SOURCE:

┄┄┄┄┄┄┄┄┄┄┄┄┄┄┄┄┄┄┄┄

# Ansco Memar Pronto Camera questions



## annamaria (Feb 15, 2016)

Is anyone familiar with the Ansco Memar Pronto 


camera? A friend of mine gave it to me, it's been sitting around a long time, it's full of dust and totally filthy.  Not sure if it works. Is this camera worth cleaning and using it? What do you use to clean vintage cameras with?  I have googled it and there are so many sites on how to clean a vintage as well as digital cams. Not sure which is the best method.  Also the timer lever seems stuck. It's in the middle front towards the bottom.  Any thoughts or suggestions?


----------



## minicoop1985 (Feb 15, 2016)

The determination of whether it's worth using falls on you. As for cleaning, a good rag and some windex usually works for me.


----------



## annamaria (Feb 15, 2016)

minicoop1985 said:


> The determination of whether it's worth using falls on you. As for cleaning, a good rag and some windex usually works for me.



Do you use the windex on certain parts only? As for the camera was just wondering if anyone had taken shots with it and the quality of the photos.  Thank you.


----------



## timor (Feb 15, 2016)

Don't use Windex on lens. Coatings if any, maybe weak. Lens cleaning solution would be much better.
In any case I don't think rescuing this camera is worthwhile. It would require cleaning the shutter. Good luck with it 100+ bucks coudb be spend better, like getting nice, working Nikon or Pentax slr.


----------



## vintagesnaps (Feb 15, 2016)

Not that particular camera but similar. I've got old cameras that the timer doesn't work, so I just don't use it on those cameras! I don't use timers much anyway.

I'd probably start with a soft cloth, a microfiber cloth, and see how much dust etc. you can clean off. Breathe on it so you don't scrape dirt further into the lens particularly. Or a soft brush meant for lenses - vintage ones I've gotten are super soft and super cheap! I got some cleaner from Freestyle photo that's for use with darkroom equipment, I might try that if dusting it isn't enough, or I use cleaner for lenses (spritz on the cloth not the camera). I'd have to dig out my camera repair book but I don't think Windex is recommended for cameras. (edit - what timor said)

An Agfa f2.8 w/a prontor shutter may not be bad (can't read it to see if that's what it says). The view cameras don't usually have a lot of settings so you can't expect to necessarily get what you would with an SLR - but this one has a good range of aperture and shutter speed settings. Might need to get a roll of film and give it try. 

I have cameras up to 100 years old; if they work I use them, if not they're for display. I haven't put money into repairing any, I just go ahead and use them if they work. If you have one then you'll have the start of a collection! lol

Mike Butkus' website is a good source of manuals.

┄┄┄┄┄┄┄┄┄┄┄┄┄┄┄┄┄┄┄┄

SUPPLIED MATERIAL:
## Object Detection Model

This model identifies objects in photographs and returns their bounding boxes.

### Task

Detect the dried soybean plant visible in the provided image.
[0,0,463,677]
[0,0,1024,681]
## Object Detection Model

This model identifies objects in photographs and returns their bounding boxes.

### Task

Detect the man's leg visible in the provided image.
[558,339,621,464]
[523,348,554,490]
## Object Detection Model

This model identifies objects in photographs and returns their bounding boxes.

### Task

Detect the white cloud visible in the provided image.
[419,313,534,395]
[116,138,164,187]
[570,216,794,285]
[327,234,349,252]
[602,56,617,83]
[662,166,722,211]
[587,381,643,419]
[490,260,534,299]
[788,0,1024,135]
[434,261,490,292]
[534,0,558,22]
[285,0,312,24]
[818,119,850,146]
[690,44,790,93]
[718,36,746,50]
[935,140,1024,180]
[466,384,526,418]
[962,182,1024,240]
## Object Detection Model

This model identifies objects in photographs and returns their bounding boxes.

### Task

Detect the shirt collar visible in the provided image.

┄┄┄┄┄┄┄┄┄┄┄┄┄┄┄┄┄┄┄┄

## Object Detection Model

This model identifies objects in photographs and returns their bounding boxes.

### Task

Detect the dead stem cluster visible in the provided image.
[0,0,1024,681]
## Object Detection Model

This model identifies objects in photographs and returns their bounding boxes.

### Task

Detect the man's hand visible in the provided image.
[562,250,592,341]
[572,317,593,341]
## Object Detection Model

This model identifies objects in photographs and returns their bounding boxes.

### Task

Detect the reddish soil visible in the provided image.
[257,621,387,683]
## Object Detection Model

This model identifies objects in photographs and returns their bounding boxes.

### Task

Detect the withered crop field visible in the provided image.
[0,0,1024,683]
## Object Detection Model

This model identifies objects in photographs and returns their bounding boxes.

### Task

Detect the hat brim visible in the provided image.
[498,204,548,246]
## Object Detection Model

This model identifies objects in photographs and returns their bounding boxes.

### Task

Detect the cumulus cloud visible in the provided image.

┄┄┄┄┄┄┄┄┄┄┄┄┄┄┄┄┄┄┄┄

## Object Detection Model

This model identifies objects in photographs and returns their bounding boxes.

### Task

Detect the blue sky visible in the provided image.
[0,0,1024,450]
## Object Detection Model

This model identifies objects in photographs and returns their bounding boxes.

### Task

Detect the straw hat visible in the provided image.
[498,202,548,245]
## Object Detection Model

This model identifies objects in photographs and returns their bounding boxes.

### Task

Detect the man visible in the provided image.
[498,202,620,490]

┄┄┄┄┄┄┄┄┄┄┄┄┄┄┄┄┄┄┄┄

WHAT TO PRODUCE:
Reproduce the stretch of the Ansco Memar Pronto thread from "Do you use the" through "or Pentax slr.".

COMPLETED EXERCISE:
Do you use the windex on certain parts only? As for the camera was just wondering if anyone had taken shots with it and the quality of the photos.  Thank you.


----------



## timor (Feb 15, 2016)

Don't use Windex on lens. Coatings if any, maybe weak. Lens cleaning solution would be much better.
In any case I don't think rescuing this camera is worthwhile. It would require cleaning the shutter. Good luck with it 100+ bucks coudb be spend better, like getting nice, working Nikon or Pentax slr.